Problem details
Format the records as a JSON list of strings, one string per line with blank lines left out, from the start of the records up to and including the line with "point(421, 155)". Leave the pictures out of the list.

====== Data extract ======

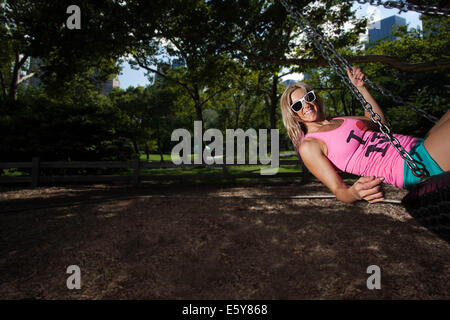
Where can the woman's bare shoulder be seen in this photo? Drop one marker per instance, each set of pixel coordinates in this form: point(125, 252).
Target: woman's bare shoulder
point(310, 146)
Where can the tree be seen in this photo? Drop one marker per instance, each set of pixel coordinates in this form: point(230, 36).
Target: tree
point(37, 29)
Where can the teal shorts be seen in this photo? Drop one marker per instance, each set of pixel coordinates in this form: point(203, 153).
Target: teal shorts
point(421, 155)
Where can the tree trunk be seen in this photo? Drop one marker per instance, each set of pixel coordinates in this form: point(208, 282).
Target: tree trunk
point(135, 146)
point(158, 141)
point(274, 102)
point(15, 76)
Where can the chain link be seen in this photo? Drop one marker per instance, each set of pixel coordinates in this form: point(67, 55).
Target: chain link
point(322, 44)
point(404, 6)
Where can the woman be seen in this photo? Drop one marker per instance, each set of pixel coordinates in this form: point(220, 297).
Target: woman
point(355, 145)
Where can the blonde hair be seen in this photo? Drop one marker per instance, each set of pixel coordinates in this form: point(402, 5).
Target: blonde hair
point(295, 128)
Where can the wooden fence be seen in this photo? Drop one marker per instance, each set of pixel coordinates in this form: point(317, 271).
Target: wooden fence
point(135, 178)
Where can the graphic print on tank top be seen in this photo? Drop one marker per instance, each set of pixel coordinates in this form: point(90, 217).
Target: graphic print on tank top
point(376, 140)
point(355, 149)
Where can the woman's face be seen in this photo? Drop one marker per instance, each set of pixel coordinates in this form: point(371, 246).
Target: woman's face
point(310, 111)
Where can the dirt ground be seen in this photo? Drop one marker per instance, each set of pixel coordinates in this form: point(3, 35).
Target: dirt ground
point(210, 242)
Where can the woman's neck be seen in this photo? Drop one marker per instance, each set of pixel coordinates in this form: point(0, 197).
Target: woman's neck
point(316, 125)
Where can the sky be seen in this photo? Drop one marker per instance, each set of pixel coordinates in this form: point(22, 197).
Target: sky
point(130, 77)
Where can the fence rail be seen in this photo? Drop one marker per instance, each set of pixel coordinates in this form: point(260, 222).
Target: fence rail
point(135, 178)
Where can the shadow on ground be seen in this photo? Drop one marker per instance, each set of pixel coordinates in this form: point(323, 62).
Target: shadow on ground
point(218, 248)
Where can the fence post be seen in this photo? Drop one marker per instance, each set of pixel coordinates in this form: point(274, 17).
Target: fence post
point(224, 169)
point(136, 172)
point(35, 171)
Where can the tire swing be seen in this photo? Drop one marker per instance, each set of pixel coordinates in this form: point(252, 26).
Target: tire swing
point(429, 201)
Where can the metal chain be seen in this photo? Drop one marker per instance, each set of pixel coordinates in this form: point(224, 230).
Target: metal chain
point(385, 92)
point(404, 6)
point(321, 44)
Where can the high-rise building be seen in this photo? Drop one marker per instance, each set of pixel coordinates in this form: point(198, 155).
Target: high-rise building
point(109, 85)
point(35, 63)
point(382, 29)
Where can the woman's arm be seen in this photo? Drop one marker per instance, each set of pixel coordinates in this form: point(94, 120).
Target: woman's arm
point(357, 77)
point(366, 188)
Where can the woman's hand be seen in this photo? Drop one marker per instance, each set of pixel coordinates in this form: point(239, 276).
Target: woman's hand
point(368, 188)
point(356, 76)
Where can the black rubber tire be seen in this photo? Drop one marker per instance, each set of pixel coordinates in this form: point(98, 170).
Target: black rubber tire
point(429, 203)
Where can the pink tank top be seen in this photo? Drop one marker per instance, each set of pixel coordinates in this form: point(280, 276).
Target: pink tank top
point(355, 149)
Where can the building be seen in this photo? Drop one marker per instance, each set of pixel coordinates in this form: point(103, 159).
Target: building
point(35, 63)
point(163, 67)
point(382, 29)
point(109, 85)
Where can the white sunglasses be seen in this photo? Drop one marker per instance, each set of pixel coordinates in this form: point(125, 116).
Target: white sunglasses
point(298, 105)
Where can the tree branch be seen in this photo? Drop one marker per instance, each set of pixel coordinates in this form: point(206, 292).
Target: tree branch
point(394, 62)
point(2, 81)
point(27, 77)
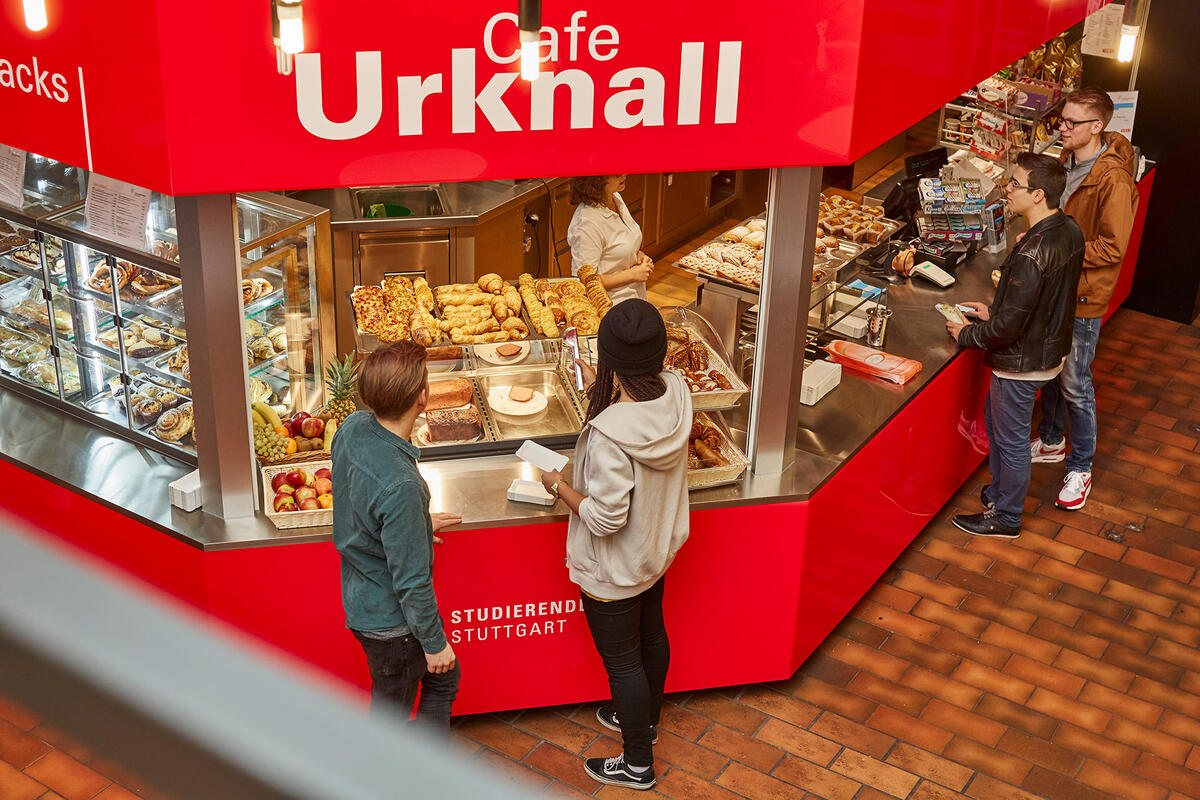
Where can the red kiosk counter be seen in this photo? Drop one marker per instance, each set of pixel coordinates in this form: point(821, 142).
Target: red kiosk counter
point(835, 491)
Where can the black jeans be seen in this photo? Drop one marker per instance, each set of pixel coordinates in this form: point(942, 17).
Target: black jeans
point(633, 643)
point(397, 668)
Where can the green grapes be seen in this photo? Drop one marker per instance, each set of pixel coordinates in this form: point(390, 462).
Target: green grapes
point(268, 444)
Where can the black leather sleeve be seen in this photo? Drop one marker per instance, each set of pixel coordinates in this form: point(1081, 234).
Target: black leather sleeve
point(1008, 322)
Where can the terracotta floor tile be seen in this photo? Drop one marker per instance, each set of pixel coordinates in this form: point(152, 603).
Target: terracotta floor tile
point(817, 780)
point(67, 776)
point(851, 734)
point(18, 747)
point(17, 786)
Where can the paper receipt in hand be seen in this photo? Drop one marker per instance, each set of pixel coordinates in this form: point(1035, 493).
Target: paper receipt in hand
point(544, 458)
point(952, 313)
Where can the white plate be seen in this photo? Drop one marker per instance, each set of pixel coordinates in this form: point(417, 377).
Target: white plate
point(498, 401)
point(489, 354)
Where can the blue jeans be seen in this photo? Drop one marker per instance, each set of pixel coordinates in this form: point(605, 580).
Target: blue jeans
point(1072, 398)
point(1008, 414)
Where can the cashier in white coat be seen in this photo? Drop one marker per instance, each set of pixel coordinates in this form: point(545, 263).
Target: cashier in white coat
point(604, 235)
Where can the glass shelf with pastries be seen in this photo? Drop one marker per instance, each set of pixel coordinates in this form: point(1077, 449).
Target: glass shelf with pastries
point(280, 263)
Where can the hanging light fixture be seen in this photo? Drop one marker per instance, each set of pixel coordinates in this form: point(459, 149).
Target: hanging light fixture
point(287, 29)
point(35, 14)
point(529, 26)
point(1129, 28)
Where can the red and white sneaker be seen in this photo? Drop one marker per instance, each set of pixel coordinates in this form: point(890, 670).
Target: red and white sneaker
point(1044, 453)
point(1075, 488)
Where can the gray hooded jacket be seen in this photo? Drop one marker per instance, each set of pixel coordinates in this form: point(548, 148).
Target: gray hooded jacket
point(631, 464)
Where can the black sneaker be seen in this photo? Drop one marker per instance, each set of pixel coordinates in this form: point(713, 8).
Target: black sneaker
point(607, 716)
point(615, 771)
point(983, 497)
point(985, 524)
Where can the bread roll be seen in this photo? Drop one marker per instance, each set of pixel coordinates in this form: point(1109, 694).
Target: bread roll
point(449, 394)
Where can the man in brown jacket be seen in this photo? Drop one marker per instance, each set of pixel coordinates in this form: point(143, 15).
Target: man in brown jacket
point(1102, 197)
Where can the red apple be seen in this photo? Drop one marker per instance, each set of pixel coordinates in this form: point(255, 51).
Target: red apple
point(312, 427)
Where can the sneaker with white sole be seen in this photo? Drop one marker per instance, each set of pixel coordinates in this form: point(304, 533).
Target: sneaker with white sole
point(1075, 488)
point(1044, 453)
point(615, 771)
point(607, 717)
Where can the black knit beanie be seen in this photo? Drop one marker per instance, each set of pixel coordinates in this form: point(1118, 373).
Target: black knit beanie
point(633, 338)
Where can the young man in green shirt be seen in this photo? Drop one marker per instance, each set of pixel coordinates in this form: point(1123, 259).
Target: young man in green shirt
point(384, 533)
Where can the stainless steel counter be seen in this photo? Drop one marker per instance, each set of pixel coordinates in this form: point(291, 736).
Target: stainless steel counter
point(133, 480)
point(468, 203)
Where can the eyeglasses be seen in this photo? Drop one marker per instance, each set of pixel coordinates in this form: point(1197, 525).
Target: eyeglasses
point(1069, 125)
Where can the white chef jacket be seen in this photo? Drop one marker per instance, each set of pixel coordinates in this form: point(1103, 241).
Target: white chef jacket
point(607, 240)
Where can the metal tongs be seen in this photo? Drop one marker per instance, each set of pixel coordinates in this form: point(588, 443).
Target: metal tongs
point(571, 340)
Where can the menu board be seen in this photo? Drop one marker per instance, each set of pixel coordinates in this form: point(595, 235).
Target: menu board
point(117, 211)
point(12, 175)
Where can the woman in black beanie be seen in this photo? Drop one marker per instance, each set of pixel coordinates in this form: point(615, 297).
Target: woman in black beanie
point(629, 517)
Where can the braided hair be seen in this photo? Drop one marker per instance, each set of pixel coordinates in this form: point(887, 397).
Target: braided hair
point(606, 389)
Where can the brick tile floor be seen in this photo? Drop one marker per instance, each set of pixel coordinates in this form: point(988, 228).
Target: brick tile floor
point(1062, 666)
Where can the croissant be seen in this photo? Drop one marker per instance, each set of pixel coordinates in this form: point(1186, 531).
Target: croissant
point(546, 322)
point(555, 304)
point(478, 338)
point(481, 326)
point(515, 328)
point(492, 283)
point(511, 299)
point(423, 294)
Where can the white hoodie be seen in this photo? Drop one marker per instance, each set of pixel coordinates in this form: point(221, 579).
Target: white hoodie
point(631, 464)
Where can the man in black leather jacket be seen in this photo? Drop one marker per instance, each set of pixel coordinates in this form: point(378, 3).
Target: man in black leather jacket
point(1026, 332)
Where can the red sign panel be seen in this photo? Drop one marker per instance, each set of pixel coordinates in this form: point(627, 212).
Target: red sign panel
point(186, 98)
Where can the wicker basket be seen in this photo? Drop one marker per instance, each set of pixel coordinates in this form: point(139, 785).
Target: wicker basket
point(709, 476)
point(294, 518)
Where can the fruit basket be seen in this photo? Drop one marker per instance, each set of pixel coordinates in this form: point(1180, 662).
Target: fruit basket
point(299, 518)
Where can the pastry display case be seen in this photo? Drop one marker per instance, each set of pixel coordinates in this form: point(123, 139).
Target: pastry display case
point(100, 329)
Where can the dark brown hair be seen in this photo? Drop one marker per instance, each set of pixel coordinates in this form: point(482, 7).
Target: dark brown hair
point(1095, 98)
point(588, 190)
point(391, 378)
point(1045, 174)
point(605, 391)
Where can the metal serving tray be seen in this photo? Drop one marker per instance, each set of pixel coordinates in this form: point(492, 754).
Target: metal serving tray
point(559, 417)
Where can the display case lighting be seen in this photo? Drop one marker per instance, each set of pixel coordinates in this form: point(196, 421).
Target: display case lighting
point(529, 25)
point(35, 14)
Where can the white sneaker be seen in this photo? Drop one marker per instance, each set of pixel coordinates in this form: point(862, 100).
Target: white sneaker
point(1075, 488)
point(1044, 453)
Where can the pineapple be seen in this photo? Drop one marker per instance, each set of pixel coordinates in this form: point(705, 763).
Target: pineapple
point(342, 378)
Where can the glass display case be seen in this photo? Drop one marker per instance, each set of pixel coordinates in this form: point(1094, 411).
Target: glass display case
point(100, 329)
point(280, 263)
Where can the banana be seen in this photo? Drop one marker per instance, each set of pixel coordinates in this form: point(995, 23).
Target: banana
point(269, 414)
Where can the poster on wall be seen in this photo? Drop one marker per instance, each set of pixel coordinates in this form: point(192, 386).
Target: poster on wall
point(117, 211)
point(1125, 106)
point(1102, 31)
point(12, 175)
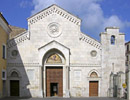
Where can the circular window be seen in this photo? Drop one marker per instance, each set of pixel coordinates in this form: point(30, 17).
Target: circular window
point(93, 53)
point(54, 29)
point(14, 53)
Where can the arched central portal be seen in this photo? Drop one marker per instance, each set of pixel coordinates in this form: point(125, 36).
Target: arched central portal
point(54, 62)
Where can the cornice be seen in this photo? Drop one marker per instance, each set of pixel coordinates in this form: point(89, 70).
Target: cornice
point(22, 64)
point(54, 9)
point(84, 65)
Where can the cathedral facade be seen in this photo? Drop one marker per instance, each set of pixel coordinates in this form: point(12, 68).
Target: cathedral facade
point(54, 58)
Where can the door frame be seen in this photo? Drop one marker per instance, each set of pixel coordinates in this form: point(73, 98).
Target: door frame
point(65, 78)
point(10, 86)
point(45, 82)
point(99, 86)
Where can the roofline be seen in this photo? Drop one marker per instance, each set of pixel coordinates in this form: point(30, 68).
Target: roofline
point(90, 37)
point(1, 15)
point(50, 7)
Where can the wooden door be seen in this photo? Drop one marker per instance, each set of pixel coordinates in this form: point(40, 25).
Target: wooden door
point(54, 78)
point(93, 88)
point(14, 88)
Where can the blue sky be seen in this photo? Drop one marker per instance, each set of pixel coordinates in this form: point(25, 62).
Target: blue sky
point(95, 14)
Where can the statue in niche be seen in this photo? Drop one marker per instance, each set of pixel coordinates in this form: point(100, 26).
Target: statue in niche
point(54, 58)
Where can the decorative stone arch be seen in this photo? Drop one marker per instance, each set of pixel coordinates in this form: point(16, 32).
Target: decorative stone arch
point(54, 45)
point(54, 56)
point(16, 71)
point(94, 83)
point(93, 71)
point(63, 53)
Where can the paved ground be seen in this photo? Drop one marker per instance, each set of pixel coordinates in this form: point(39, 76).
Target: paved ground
point(90, 98)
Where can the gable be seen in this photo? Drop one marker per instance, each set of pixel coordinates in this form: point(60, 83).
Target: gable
point(54, 9)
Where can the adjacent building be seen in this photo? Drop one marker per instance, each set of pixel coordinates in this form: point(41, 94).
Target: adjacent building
point(54, 58)
point(127, 53)
point(4, 32)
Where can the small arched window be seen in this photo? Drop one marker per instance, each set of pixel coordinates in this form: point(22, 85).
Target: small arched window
point(113, 40)
point(14, 74)
point(93, 75)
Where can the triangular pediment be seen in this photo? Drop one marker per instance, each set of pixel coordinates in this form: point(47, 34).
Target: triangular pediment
point(54, 9)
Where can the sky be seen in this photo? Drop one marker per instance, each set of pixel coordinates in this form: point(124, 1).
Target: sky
point(95, 14)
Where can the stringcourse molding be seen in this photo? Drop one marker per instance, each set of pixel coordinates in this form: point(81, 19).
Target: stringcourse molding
point(90, 41)
point(54, 9)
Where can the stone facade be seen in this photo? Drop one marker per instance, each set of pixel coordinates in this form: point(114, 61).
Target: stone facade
point(4, 32)
point(54, 40)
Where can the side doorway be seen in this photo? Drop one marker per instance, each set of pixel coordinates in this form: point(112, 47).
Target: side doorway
point(14, 88)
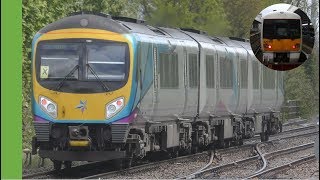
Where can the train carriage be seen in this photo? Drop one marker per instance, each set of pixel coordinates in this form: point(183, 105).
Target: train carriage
point(116, 88)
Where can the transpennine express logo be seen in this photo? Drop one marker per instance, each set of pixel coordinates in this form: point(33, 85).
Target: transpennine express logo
point(82, 106)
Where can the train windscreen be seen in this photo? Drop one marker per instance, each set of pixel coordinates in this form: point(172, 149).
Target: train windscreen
point(281, 29)
point(81, 63)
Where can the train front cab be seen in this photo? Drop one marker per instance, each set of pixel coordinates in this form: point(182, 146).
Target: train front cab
point(81, 112)
point(281, 40)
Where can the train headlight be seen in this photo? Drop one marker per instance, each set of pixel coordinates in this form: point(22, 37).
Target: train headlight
point(114, 107)
point(267, 46)
point(48, 106)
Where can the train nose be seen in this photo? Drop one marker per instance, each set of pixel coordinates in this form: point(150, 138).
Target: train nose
point(78, 132)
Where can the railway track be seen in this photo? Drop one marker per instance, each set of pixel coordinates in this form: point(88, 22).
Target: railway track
point(109, 172)
point(74, 172)
point(212, 171)
point(273, 170)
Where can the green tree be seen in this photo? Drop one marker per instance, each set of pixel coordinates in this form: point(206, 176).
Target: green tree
point(36, 14)
point(206, 15)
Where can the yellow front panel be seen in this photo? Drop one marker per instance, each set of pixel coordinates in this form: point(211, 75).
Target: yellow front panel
point(95, 103)
point(281, 45)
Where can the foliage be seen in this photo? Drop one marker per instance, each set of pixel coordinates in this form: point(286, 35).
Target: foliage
point(38, 13)
point(217, 17)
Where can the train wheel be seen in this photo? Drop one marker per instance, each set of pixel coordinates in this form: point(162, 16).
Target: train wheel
point(68, 164)
point(126, 163)
point(57, 165)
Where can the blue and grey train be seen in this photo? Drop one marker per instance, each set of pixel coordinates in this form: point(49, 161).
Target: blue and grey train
point(108, 88)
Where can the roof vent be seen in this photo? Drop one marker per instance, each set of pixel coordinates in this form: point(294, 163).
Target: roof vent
point(127, 19)
point(237, 39)
point(90, 12)
point(194, 31)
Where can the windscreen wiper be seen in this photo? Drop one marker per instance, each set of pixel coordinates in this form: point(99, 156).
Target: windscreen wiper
point(105, 87)
point(64, 79)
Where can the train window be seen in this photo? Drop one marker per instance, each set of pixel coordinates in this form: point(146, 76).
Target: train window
point(210, 71)
point(255, 75)
point(281, 28)
point(169, 72)
point(107, 60)
point(226, 73)
point(193, 71)
point(268, 79)
point(244, 73)
point(58, 59)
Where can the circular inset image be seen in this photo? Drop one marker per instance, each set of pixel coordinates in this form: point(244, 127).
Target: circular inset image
point(282, 37)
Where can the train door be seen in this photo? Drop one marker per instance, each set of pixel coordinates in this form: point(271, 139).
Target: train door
point(209, 82)
point(243, 79)
point(170, 79)
point(192, 81)
point(146, 76)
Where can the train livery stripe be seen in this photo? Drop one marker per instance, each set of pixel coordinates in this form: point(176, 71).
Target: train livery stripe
point(95, 112)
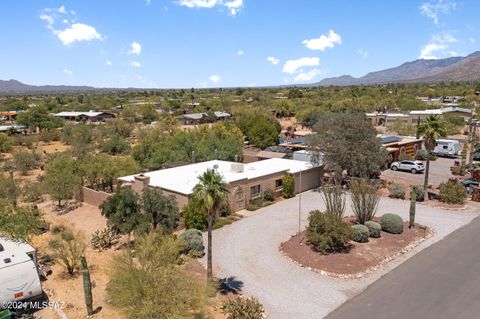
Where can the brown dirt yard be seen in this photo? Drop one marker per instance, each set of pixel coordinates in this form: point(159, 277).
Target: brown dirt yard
point(359, 259)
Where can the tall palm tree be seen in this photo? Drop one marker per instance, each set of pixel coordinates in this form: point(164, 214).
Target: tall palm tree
point(431, 129)
point(211, 192)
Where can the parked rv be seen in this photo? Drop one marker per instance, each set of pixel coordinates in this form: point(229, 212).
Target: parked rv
point(448, 148)
point(19, 278)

======

Task solution
[
  "Where can the woman's bare shoulder be seen in this photo? Drop one marker per instance, each set of pixel coordinates in this form: point(125, 252).",
  "Target: woman's bare shoulder",
  "point(310, 146)",
  "Where can the tree be seen in this photo? Drop one marker per instance, each set of pixel coordinates in this form: point(230, 36).",
  "Target: tree",
  "point(37, 29)",
  "Where can the teal shorts be seen in this photo? Drop one marker per instance, each set of pixel coordinates in this form: point(203, 153).",
  "Target: teal shorts",
  "point(421, 155)"
]